Showing posts with label addiction. Show all posts
Showing posts with label addiction. Show all posts

February 25, 2007

Shopping at Wal-Mart is the most un-American, un-patriotic, selfish, hurtful and self-destructive thing you can do



I know intuitively Wal-Mart seems harmless. Low prices, efficiency, capitalism, low inflation. Those are all good things, right?

Nope. Not when taken to an extreme. Not when an unchecked monopoly overtakes a market.

Wal-Mart folks has destroyed America. You just don't realize it yet, because it sure is fun to get stuff for so much cheaper than it used to be. Especially when so many things are so much more than they used to be (healthcare, college, homes, day care, movies, etc). Wal-Mart seemed like the only way to stay ahead for most people.

What people don't realize though is that Wal-Mart has destroyed the middle class. Wal-Mart has destroyed the American manufacturing base, and tens of thousands of small to medium sized American businesses. Wal-Mart has killed the character of American towns. And Wal-Mart caused the housing bubble, by creating a massive trade imbalance which caused China to reinvest their reserves in US t-bills, thus deflating interest rates and inflating home prices.

------------------------------------

Task list:
1/ According to the post about Wal-Mart, which things cost much more than they used to?
2/ Explain how the post about Wal-Mart says the company caused the housing bubble.
Base your answers on the post about Wal-Mart alone.

------------------------------------

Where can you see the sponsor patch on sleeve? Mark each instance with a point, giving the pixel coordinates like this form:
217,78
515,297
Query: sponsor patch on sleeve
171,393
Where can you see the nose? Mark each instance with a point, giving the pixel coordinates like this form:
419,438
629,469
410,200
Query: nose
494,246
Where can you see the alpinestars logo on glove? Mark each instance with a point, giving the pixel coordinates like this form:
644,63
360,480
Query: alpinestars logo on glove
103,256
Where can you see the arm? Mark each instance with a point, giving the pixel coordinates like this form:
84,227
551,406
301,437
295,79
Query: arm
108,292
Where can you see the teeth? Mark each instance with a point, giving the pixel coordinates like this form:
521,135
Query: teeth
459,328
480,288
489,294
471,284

------------------------------------

Task answers:
1/ Healthcare, college, homes, day care and movies.

2/ The post says Wal-Mart created a massive trade imbalance, which led China to reinvest its reserves in US t-bills. That deflated interest rates and inflated home prices.